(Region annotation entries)
— start —

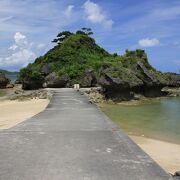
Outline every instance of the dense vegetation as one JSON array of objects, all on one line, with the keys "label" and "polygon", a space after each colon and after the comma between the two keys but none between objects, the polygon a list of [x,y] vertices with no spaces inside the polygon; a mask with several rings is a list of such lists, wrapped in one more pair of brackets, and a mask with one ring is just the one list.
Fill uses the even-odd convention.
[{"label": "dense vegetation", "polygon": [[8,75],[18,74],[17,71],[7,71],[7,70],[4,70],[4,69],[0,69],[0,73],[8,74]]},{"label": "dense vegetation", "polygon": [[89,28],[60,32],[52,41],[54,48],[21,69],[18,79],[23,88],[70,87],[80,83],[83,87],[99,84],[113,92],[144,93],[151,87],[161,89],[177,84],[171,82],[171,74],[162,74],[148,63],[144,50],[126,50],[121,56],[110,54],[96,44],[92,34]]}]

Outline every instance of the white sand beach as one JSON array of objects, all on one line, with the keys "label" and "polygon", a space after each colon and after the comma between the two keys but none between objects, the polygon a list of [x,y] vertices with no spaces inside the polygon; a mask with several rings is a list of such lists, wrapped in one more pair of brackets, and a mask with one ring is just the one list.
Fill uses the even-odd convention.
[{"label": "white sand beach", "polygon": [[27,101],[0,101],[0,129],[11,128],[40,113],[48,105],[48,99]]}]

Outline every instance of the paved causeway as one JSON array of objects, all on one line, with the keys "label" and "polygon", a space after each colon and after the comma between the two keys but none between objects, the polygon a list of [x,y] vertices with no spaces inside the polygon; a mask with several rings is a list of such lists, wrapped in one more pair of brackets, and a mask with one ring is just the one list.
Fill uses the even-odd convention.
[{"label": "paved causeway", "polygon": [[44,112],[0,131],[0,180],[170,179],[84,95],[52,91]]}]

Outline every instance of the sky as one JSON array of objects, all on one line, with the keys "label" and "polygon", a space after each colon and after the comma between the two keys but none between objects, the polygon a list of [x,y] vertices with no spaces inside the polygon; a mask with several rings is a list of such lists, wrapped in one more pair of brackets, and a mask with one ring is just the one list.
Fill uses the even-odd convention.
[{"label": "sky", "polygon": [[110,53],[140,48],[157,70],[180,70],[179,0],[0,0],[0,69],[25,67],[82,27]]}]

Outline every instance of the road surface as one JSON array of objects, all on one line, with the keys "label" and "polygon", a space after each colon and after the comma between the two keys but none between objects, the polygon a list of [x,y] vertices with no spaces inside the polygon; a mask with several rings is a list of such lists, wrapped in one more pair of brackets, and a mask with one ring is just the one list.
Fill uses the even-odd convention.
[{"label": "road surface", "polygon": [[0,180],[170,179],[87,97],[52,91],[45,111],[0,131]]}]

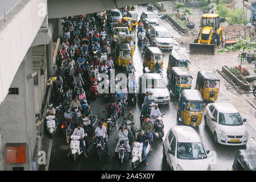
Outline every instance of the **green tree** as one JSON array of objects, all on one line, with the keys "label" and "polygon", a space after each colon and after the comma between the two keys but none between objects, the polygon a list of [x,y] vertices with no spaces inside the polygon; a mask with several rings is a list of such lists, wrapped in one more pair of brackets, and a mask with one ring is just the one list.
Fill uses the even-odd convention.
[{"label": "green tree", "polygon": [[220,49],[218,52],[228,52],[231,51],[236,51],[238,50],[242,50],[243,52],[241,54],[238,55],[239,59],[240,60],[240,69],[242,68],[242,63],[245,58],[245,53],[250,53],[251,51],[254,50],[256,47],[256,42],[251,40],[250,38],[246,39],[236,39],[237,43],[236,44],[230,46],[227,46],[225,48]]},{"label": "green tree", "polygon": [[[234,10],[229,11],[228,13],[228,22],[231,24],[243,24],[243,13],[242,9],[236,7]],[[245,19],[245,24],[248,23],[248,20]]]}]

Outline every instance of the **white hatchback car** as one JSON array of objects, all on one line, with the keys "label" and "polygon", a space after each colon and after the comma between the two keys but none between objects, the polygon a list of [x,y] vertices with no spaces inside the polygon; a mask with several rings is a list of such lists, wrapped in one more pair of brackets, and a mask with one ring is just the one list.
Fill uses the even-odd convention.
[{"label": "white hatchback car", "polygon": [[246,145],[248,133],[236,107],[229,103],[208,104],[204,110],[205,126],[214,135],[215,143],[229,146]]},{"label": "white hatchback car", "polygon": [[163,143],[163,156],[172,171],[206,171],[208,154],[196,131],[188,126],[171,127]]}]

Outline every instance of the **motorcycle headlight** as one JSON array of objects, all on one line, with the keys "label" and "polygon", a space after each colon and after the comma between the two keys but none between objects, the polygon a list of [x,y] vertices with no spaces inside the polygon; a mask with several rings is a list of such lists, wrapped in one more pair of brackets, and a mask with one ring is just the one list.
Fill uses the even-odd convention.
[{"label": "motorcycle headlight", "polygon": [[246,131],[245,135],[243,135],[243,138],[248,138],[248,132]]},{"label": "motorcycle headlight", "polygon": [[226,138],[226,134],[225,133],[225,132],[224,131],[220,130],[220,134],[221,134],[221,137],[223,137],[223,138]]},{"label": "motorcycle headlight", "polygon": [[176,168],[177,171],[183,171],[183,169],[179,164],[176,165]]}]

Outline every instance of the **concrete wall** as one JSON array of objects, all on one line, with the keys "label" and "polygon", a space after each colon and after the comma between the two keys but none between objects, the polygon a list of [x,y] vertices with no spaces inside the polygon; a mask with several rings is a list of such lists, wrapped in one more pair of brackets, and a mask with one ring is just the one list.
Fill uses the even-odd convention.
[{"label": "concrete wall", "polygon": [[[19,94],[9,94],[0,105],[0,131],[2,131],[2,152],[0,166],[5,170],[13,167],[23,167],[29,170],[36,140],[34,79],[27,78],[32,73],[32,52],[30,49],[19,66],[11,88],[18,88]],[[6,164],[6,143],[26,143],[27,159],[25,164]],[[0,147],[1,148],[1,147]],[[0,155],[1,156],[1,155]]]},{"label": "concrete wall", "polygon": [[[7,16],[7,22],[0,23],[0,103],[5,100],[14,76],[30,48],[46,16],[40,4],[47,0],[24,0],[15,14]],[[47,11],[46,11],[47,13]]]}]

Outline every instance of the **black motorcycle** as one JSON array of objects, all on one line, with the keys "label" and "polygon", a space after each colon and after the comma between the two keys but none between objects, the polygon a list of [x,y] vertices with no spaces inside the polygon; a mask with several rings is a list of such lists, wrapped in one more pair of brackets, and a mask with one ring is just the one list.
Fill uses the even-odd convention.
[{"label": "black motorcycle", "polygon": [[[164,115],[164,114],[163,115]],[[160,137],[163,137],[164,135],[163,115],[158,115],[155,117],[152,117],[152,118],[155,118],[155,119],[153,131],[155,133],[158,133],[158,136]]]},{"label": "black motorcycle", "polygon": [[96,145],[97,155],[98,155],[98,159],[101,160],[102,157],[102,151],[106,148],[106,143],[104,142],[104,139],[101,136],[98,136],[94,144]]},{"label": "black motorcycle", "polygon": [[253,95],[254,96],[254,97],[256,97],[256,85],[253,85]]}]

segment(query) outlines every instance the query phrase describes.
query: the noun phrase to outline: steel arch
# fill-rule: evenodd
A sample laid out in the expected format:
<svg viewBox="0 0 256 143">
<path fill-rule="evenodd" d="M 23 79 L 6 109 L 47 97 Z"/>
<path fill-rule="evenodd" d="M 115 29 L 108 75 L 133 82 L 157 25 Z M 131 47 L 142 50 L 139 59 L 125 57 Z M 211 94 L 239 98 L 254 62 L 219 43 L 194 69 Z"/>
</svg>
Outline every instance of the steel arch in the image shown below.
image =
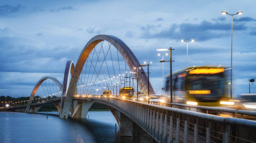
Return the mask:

— end —

■ Written request
Each entry gets copied exactly; the pictures stay out.

■ The solution
Outline every instance of the dense vegetation as one JSON array of objects, all on one line, with the keys "label" and "polygon", a space after each colon and after the comma between the two keys but none between objects, the polygon a list of [x,y] vertices with no spaces inside the polygon; a mask with several rings is a list of such lists, wrapped in one more pair of brackets, and a mask with one ring is just the one list.
Fill uses the even-odd convention.
[{"label": "dense vegetation", "polygon": [[8,75],[18,74],[17,71],[7,71],[7,70],[4,70],[4,69],[0,69],[0,73],[8,74]]},{"label": "dense vegetation", "polygon": [[89,28],[60,32],[52,41],[54,48],[21,69],[18,79],[23,88],[70,87],[80,83],[83,87],[99,84],[113,92],[144,93],[151,87],[161,89],[177,84],[171,82],[171,74],[162,74],[148,63],[144,50],[126,50],[121,56],[110,54],[96,44],[92,34]]}]

Outline every instance of the white sand beach as one JSON array of objects, all on one line, with the keys "label" and "polygon", a space after each colon and after the comma between the two keys but none between objects, the polygon a list of [x,y] vertices with no spaces inside the polygon; a mask with several rings is a list of such lists, wrapped in one more pair of brackets, and a mask with one ring is just the one list.
Fill uses the even-odd convention.
[{"label": "white sand beach", "polygon": [[27,101],[0,101],[0,129],[11,128],[40,113],[48,105],[48,99]]}]

Outline every instance of the paved causeway as one JSON array of objects, all on one line, with the keys "label" and "polygon", a space after each colon and after the comma between the two keys but none between objects, the polygon a list of [x,y] vertices with no spaces inside the polygon; a mask with several rings is a list of such lists, wrapped in one more pair of brackets, and a mask with one ring is just the one list.
Fill uses the even-odd convention.
[{"label": "paved causeway", "polygon": [[44,112],[0,131],[0,180],[170,179],[84,95],[52,91]]}]

Outline every instance of the sky as one JSON array of objects, all on one line, with the keys "label" and "polygon", a space after each colon and after the comma between the two keys but none between objects, the polygon a list of [x,y] vertices with no spaces inside the polygon; a mask with several rings is a list of such lists, wrapped in one more pair of brackets, and a mask with one ring is just the one list.
Fill uses the even-odd convention.
[{"label": "sky", "polygon": [[110,53],[140,48],[157,70],[180,70],[179,0],[0,0],[0,69],[25,67],[82,27]]}]

Outline every instance of the road surface as one JSON array of objects, all on one line, with the keys "label" and "polygon", a space after each colon and after the comma between the two keys but none between objects, the polygon a list of [x,y] vertices with no spaces inside the polygon; a mask with several rings is a list of such lists, wrapped in one more pair of brackets, and a mask with one ring is just the one list.
Fill uses the even-odd convention.
[{"label": "road surface", "polygon": [[0,180],[170,179],[87,97],[52,91],[45,111],[0,131]]}]

Outline every instance of the **green tree** as one JSON array of objects, all on one line, with the keys "label" and "polygon", a space after each colon and after the comma between the two keys but none between objects, the polygon a list of [x,y] vertices with no spaces inside the polygon; a mask with several rings is a list of such lists, wrapped in one more pair of brackets, and a mask with one ring is just the one list.
Fill uses the even-odd convention.
[{"label": "green tree", "polygon": [[220,49],[218,52],[228,52],[231,51],[236,51],[238,50],[242,50],[243,52],[241,54],[238,55],[239,59],[240,60],[240,69],[242,68],[242,63],[245,58],[245,53],[250,53],[251,51],[254,50],[256,47],[256,42],[251,40],[250,38],[246,39],[236,39],[237,43],[236,44],[230,46],[227,46],[225,48]]},{"label": "green tree", "polygon": [[[234,10],[229,11],[228,13],[228,22],[231,24],[243,24],[243,13],[242,9],[236,7]],[[245,19],[245,24],[248,23],[248,20]]]}]

Outline every instance of the **white hatchback car** as one JSON array of objects, all on one line, with the keys "label" and "polygon", a space after each colon and after the comma between the two keys but none between objects, the polygon a list of [x,y] vertices with no spaces inside the polygon; a mask with several rings is a list of such lists, wrapped in one more pair of brackets, and a mask with one ring is just the one list.
Fill uses the even-odd convention.
[{"label": "white hatchback car", "polygon": [[246,145],[248,133],[236,107],[229,103],[208,104],[204,110],[205,126],[214,135],[215,143],[229,146]]},{"label": "white hatchback car", "polygon": [[163,143],[163,156],[172,171],[206,171],[208,154],[196,131],[188,126],[171,127]]}]

Outline every instance of the **motorcycle headlight** as one JSON array of objects, all on one line, with the keys "label" and "polygon", a space after each colon and after the comma between the two keys but none between objects, the polygon a list of [x,y] vertices with no spaces inside the polygon; a mask with several rings is a list of such lists, wrapped in one more pair of brackets, and a mask with one ring is just the one list.
Fill uses the even-odd convention.
[{"label": "motorcycle headlight", "polygon": [[246,131],[245,135],[243,135],[243,138],[248,138],[248,132]]},{"label": "motorcycle headlight", "polygon": [[226,138],[226,134],[225,133],[225,132],[224,131],[220,130],[220,134],[221,134],[221,137],[223,137],[223,138]]},{"label": "motorcycle headlight", "polygon": [[176,168],[177,171],[183,171],[183,169],[179,164],[176,165]]}]

Outline every instance of the **concrete wall** as one JSON array of objects, all on one line, with the keys "label" and "polygon", a space after each colon and after the comma between the two keys but none between objects, the polygon a list of [x,y] vertices with no spaces inside the polygon; a mask with several rings is a list of such lists, wrapped in one more pair of brackets, and a mask with one ring is just the one list.
Fill uses the even-odd convention.
[{"label": "concrete wall", "polygon": [[[19,94],[9,94],[0,105],[0,131],[2,131],[2,152],[0,166],[5,170],[13,167],[23,167],[29,170],[36,140],[34,79],[27,78],[32,73],[32,52],[30,49],[19,66],[11,88],[18,88]],[[6,164],[6,143],[26,143],[27,159],[25,164]],[[0,147],[1,148],[1,147]],[[0,155],[1,156],[1,155]]]},{"label": "concrete wall", "polygon": [[[7,16],[7,22],[0,23],[0,103],[5,100],[14,76],[30,48],[46,16],[40,4],[47,0],[24,0],[15,14]],[[47,11],[46,11],[47,13]]]}]

Outline every instance of the **black motorcycle** as one JSON array of objects, all on one line, with the keys "label" and "polygon", a space after each colon and after the comma between the two keys but none between objects, the polygon a list of [x,y] vertices with no spaces inside the polygon; a mask with several rings is a list of such lists, wrapped in one more pair of brackets, and a mask with one ring is just the one list.
Fill uses the even-odd convention.
[{"label": "black motorcycle", "polygon": [[[164,115],[164,114],[163,115]],[[160,137],[163,137],[164,135],[163,115],[158,115],[155,117],[152,117],[152,118],[155,118],[155,119],[153,131],[155,133],[158,133],[158,136]]]},{"label": "black motorcycle", "polygon": [[96,145],[97,155],[98,155],[98,159],[101,160],[102,157],[102,151],[106,148],[106,143],[104,142],[104,139],[101,136],[98,136],[94,144]]},{"label": "black motorcycle", "polygon": [[253,95],[254,96],[254,97],[256,97],[256,85],[253,85]]}]

segment(query) outlines every instance the query phrase describes.
query: the noun phrase to outline: steel arch
# fill-rule: evenodd
A sample laid out in the expected format:
<svg viewBox="0 0 256 143">
<path fill-rule="evenodd" d="M 23 79 L 6 109 L 47 97 Z"/>
<path fill-rule="evenodd" d="M 115 29 L 108 75 L 133 82 L 157 25 Z M 131 47 L 142 50 L 139 59 L 125 57 Z M 211 94 L 239 98 L 254 62 L 219 43 L 194 69 Z"/>
</svg>
Outline every instance of the steel arch in the image shown below.
image =
Return the mask:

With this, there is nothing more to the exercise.